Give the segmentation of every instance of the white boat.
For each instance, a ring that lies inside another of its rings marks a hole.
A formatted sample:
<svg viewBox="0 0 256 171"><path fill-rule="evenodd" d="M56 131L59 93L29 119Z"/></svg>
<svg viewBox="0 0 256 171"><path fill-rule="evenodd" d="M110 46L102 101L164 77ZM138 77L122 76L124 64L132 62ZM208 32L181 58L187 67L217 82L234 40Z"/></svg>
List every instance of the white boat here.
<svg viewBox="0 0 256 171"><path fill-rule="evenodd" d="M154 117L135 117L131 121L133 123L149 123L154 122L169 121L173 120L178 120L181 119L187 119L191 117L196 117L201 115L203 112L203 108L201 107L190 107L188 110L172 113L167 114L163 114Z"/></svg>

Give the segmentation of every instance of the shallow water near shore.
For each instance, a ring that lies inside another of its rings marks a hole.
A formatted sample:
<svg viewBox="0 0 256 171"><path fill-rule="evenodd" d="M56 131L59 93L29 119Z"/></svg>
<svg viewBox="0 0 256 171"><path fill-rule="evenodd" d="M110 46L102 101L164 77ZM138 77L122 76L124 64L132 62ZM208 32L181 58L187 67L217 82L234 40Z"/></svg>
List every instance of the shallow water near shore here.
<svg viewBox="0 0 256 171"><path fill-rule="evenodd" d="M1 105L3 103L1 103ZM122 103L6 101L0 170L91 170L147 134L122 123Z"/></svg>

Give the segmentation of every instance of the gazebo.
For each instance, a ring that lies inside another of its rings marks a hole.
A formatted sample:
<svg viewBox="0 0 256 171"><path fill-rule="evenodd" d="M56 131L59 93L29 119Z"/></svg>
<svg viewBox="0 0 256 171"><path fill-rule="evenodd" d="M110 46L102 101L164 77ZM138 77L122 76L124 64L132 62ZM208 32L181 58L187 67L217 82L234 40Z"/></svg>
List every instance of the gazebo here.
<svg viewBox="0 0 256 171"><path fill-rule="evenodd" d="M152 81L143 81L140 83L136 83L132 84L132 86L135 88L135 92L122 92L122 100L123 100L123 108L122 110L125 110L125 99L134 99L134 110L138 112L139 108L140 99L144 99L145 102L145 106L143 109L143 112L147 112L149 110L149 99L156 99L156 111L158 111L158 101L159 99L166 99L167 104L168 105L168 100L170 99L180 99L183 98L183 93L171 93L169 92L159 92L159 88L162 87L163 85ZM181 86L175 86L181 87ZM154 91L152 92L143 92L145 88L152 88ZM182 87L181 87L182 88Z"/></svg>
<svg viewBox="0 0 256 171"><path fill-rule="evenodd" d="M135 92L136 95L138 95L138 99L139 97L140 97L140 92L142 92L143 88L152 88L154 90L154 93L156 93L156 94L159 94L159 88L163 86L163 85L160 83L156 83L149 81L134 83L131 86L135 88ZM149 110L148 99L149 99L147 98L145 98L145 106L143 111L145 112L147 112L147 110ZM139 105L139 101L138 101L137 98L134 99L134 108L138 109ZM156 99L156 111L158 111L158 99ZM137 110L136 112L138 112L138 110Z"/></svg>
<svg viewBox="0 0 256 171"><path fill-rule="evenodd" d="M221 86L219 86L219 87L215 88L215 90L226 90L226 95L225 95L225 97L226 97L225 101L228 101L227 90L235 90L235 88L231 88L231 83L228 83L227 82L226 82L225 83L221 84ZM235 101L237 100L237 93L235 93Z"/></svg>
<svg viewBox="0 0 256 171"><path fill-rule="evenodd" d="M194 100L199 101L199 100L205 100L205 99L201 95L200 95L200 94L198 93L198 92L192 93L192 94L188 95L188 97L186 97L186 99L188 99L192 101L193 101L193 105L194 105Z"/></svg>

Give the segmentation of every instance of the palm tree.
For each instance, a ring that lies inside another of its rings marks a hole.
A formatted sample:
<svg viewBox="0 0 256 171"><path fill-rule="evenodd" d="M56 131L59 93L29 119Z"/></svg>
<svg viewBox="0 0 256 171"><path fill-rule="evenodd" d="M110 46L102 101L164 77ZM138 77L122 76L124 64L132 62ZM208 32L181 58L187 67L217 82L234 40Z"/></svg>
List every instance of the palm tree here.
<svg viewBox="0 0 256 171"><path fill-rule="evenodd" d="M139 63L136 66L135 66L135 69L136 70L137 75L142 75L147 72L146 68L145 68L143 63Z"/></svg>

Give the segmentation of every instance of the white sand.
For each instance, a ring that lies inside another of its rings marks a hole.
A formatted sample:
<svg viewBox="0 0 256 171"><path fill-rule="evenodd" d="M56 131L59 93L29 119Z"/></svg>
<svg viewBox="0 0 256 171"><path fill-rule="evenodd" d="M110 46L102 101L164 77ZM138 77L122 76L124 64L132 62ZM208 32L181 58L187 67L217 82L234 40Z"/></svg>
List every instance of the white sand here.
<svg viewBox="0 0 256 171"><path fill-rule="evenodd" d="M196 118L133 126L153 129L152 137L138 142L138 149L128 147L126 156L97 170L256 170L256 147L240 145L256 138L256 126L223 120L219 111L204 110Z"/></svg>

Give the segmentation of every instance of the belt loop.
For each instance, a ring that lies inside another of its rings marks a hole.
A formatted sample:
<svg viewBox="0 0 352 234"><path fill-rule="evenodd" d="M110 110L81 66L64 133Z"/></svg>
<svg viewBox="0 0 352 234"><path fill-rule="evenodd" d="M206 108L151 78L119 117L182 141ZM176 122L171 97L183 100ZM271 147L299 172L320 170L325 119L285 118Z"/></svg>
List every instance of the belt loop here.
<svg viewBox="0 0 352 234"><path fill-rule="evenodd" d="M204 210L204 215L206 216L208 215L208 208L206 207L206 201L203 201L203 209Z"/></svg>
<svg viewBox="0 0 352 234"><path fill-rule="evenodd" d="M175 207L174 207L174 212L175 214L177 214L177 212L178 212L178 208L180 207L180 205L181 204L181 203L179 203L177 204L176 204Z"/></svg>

■ Task brief ■
Exactly reproduce the material above.

■ Solution ■
Give the segmentation of every instance of the white boat.
For each instance, a ring that lies inside another of its rings marks a hole.
A formatted sample:
<svg viewBox="0 0 256 171"><path fill-rule="evenodd" d="M56 131L59 93L29 119Z"/></svg>
<svg viewBox="0 0 256 171"><path fill-rule="evenodd" d="M110 46L102 101L164 77ZM138 77L122 76L124 64L132 62ZM208 32L181 58L187 67L217 82L234 40Z"/></svg>
List every instance of the white boat here.
<svg viewBox="0 0 256 171"><path fill-rule="evenodd" d="M154 117L135 117L131 121L133 123L149 123L154 122L169 121L173 120L178 120L181 119L187 119L191 117L196 117L201 115L203 112L203 108L201 107L190 107L188 110L172 113L167 114L163 114Z"/></svg>

Give the segmentation of every instance of the shallow water near shore.
For each instance, a ring that lies inside another of its rings marks a hole.
A formatted sample:
<svg viewBox="0 0 256 171"><path fill-rule="evenodd" d="M56 131L59 93L29 119Z"/></svg>
<svg viewBox="0 0 256 171"><path fill-rule="evenodd" d="M110 46L102 101L164 77ZM138 77L122 76L124 64L132 62ZM208 32L181 58L187 67L217 82L234 40Z"/></svg>
List every instance of the shallow water near shore here.
<svg viewBox="0 0 256 171"><path fill-rule="evenodd" d="M1 105L3 103L1 103ZM122 103L6 101L0 170L91 170L147 134L122 123Z"/></svg>

Give the segmentation of every instance of the gazebo.
For each instance, a ring that lies inside another of its rings marks a hole.
A formatted sample:
<svg viewBox="0 0 256 171"><path fill-rule="evenodd" d="M56 131L59 93L29 119Z"/></svg>
<svg viewBox="0 0 256 171"><path fill-rule="evenodd" d="M110 46L102 101L164 77ZM138 77L122 76L124 64L132 62ZM208 32L181 58L187 67L217 82L234 40Z"/></svg>
List every instance of the gazebo here.
<svg viewBox="0 0 256 171"><path fill-rule="evenodd" d="M152 81L143 81L140 83L136 83L132 84L132 86L135 88L135 92L122 92L122 100L123 100L123 108L122 110L125 110L125 99L134 99L134 110L138 112L139 108L140 99L144 99L145 102L145 106L143 109L143 112L147 112L149 110L149 99L156 99L156 111L158 111L158 101L159 99L166 99L167 104L168 105L168 100L170 99L180 99L183 98L183 93L171 93L169 92L159 92L159 88L162 87L163 85ZM181 86L175 86L181 87ZM154 91L152 92L143 92L145 88L152 88ZM182 87L181 87L182 88Z"/></svg>
<svg viewBox="0 0 256 171"><path fill-rule="evenodd" d="M135 92L136 95L138 95L138 99L139 97L140 97L140 92L142 92L143 88L152 88L154 90L154 93L156 93L156 94L159 94L159 88L163 86L163 85L160 83L156 83L149 81L134 83L131 86L135 88ZM149 110L148 99L149 99L147 98L145 98L145 106L143 111L145 112L147 112L147 110ZM139 105L139 101L138 101L137 98L134 99L134 108L138 109ZM156 99L156 111L158 111L158 99ZM137 110L136 112L138 112L138 110Z"/></svg>
<svg viewBox="0 0 256 171"><path fill-rule="evenodd" d="M221 86L219 86L219 87L215 88L215 90L226 90L226 95L225 95L225 97L226 97L225 101L228 101L227 90L235 90L235 88L231 88L231 83L228 83L227 82L226 82L225 83L221 84ZM235 101L237 100L237 93L235 93Z"/></svg>
<svg viewBox="0 0 256 171"><path fill-rule="evenodd" d="M194 100L199 101L199 100L205 100L205 99L201 95L200 95L200 94L198 93L198 92L192 93L192 94L188 95L188 97L186 97L186 99L188 99L192 101L193 101L193 105L194 105Z"/></svg>

Give the segmentation of every instance of the palm tree.
For each instance, a ring that lies inside another of its rings marks a hole.
A formatted sample:
<svg viewBox="0 0 256 171"><path fill-rule="evenodd" d="M56 131L59 93L29 119Z"/></svg>
<svg viewBox="0 0 256 171"><path fill-rule="evenodd" d="M110 46L102 101L164 77ZM138 77L122 76L124 64L132 62ZM208 32L181 58L187 67L217 82L234 40Z"/></svg>
List every instance of the palm tree here.
<svg viewBox="0 0 256 171"><path fill-rule="evenodd" d="M139 63L136 66L135 66L135 69L136 70L137 75L142 75L147 72L146 68L145 68L143 63Z"/></svg>

Give the segmentation of every instance of the white sand.
For each instance, a ring that lies inside another of its rings marks a hole.
A formatted sample:
<svg viewBox="0 0 256 171"><path fill-rule="evenodd" d="M56 131L59 93L29 119Z"/></svg>
<svg viewBox="0 0 256 171"><path fill-rule="evenodd" d="M110 46L102 101L164 77ZM138 77L122 76L124 64L132 62ZM208 32L181 58L187 67L217 82L234 40Z"/></svg>
List every instance of the white sand here.
<svg viewBox="0 0 256 171"><path fill-rule="evenodd" d="M196 118L133 126L153 129L152 137L138 142L138 149L128 147L126 156L97 170L256 170L256 147L240 145L256 138L256 126L223 120L219 111L204 110Z"/></svg>

Give the segmentation of every instance of the belt loop.
For each instance, a ring that lies inside another of its rings marks a hole.
A formatted sample:
<svg viewBox="0 0 352 234"><path fill-rule="evenodd" d="M110 110L81 66L64 133Z"/></svg>
<svg viewBox="0 0 352 234"><path fill-rule="evenodd" d="M206 108L151 78L119 117L182 141ZM176 122L171 97L183 100ZM271 147L299 172L320 170L325 119L285 118Z"/></svg>
List every instance of the belt loop here.
<svg viewBox="0 0 352 234"><path fill-rule="evenodd" d="M204 210L204 215L206 216L208 215L208 208L206 207L206 201L203 201L203 209Z"/></svg>
<svg viewBox="0 0 352 234"><path fill-rule="evenodd" d="M175 207L174 207L174 212L175 214L177 214L177 212L178 212L178 208L180 207L180 205L181 204L181 203L179 203L177 204L176 204Z"/></svg>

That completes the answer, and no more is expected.